• _WORK REQUEST_: The lines from the start of the listing through the line containing "Target: braided mane" should be printed exactly, and no other lines should be printed.

□ □ □ □ □ □ □

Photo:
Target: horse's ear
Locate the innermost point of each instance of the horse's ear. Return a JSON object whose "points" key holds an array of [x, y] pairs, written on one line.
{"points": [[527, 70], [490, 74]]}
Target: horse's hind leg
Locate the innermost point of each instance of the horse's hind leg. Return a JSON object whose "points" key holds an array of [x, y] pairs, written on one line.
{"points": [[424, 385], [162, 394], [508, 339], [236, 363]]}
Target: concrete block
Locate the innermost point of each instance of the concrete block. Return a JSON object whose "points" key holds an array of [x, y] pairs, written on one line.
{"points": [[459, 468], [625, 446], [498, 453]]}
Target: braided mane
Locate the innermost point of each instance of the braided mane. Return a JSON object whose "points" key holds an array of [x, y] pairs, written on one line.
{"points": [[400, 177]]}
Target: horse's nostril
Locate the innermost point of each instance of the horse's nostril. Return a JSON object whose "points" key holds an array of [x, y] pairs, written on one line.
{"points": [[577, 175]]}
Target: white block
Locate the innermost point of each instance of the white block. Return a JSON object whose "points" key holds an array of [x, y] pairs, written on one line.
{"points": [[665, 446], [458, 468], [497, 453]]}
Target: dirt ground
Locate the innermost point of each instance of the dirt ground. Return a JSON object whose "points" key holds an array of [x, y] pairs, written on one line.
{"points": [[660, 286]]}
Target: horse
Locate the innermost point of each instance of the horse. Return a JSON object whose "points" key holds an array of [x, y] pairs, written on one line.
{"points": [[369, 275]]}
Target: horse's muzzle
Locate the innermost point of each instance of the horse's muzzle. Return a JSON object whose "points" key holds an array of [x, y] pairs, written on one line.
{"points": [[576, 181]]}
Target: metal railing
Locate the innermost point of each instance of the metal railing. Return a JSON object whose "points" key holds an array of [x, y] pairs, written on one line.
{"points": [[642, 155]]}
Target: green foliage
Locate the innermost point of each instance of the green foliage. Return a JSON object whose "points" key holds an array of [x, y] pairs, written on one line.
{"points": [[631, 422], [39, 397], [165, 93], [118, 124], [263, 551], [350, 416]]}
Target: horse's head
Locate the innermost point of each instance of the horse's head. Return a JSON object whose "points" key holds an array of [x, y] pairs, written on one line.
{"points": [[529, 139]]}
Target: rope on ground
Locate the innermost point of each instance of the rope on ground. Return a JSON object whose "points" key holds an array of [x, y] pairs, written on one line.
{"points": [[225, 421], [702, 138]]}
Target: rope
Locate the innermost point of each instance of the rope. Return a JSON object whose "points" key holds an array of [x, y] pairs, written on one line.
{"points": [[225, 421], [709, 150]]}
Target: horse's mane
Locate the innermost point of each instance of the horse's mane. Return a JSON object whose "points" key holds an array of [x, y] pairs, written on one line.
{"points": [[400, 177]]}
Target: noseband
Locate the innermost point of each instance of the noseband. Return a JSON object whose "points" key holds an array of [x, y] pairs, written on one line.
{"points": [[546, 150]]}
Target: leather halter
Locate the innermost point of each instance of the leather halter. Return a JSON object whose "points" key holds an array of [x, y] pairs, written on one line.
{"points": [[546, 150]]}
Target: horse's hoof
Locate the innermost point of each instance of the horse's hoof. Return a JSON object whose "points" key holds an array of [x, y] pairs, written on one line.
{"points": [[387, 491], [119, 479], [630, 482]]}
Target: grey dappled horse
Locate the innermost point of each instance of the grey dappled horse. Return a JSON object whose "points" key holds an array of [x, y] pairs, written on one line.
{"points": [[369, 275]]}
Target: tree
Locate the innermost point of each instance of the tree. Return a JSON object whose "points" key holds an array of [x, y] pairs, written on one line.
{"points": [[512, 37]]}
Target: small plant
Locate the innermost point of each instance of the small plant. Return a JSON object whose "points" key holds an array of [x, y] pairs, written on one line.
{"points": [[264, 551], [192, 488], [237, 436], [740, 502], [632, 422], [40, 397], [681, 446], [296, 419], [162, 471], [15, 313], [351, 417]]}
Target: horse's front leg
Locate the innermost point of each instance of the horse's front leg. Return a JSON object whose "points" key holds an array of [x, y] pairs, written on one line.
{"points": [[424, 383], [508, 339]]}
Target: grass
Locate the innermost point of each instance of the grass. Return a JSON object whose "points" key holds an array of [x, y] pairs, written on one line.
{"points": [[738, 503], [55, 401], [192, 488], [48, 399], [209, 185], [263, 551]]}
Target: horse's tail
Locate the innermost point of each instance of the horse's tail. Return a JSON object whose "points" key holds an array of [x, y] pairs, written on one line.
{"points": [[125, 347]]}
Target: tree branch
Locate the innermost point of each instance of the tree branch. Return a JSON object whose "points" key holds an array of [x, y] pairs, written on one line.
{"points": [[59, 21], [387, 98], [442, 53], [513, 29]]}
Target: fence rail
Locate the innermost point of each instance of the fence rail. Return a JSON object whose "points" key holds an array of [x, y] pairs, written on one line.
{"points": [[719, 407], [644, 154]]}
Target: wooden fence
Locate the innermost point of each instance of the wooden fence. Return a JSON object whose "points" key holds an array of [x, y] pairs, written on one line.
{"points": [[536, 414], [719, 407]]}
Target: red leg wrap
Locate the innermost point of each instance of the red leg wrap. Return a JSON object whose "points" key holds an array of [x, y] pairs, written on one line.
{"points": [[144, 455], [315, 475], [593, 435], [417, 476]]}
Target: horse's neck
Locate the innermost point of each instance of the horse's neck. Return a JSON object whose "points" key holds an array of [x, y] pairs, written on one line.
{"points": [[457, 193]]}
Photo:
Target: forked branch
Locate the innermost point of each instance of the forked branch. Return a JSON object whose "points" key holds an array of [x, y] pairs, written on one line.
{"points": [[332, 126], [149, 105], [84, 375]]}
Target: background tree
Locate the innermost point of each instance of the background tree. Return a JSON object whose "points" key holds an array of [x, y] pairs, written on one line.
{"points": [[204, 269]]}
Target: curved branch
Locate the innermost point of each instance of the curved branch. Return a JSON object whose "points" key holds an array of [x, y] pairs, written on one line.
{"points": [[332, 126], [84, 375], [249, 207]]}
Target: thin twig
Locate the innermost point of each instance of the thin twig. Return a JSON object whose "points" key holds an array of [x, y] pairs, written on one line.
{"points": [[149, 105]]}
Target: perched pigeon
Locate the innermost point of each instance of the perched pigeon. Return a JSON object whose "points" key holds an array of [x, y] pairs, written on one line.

□ □ □ □ □ □ □

• _THE ANSWER_:
Photo:
Target: horse's ear
Locate the innermost point of each instance of the horse's ear. Return a JSON object whose "points" key holds an array of [x, y] pairs, written on one line.
{"points": [[527, 70], [490, 74]]}
Target: horse's hind leg
Locate the innermost point of each instance of the horse's hind leg. Return a JSON object whose "points" key holds an array of [x, y] pairs, written on one line.
{"points": [[424, 385], [162, 394], [508, 339], [236, 363]]}
Target: concrete block
Locate the innermost point of each instance of the concrete block. Return a JSON object whose "points" key holds an array of [x, y] pairs, written on one line.
{"points": [[459, 468], [625, 446], [498, 453]]}
Target: braided mane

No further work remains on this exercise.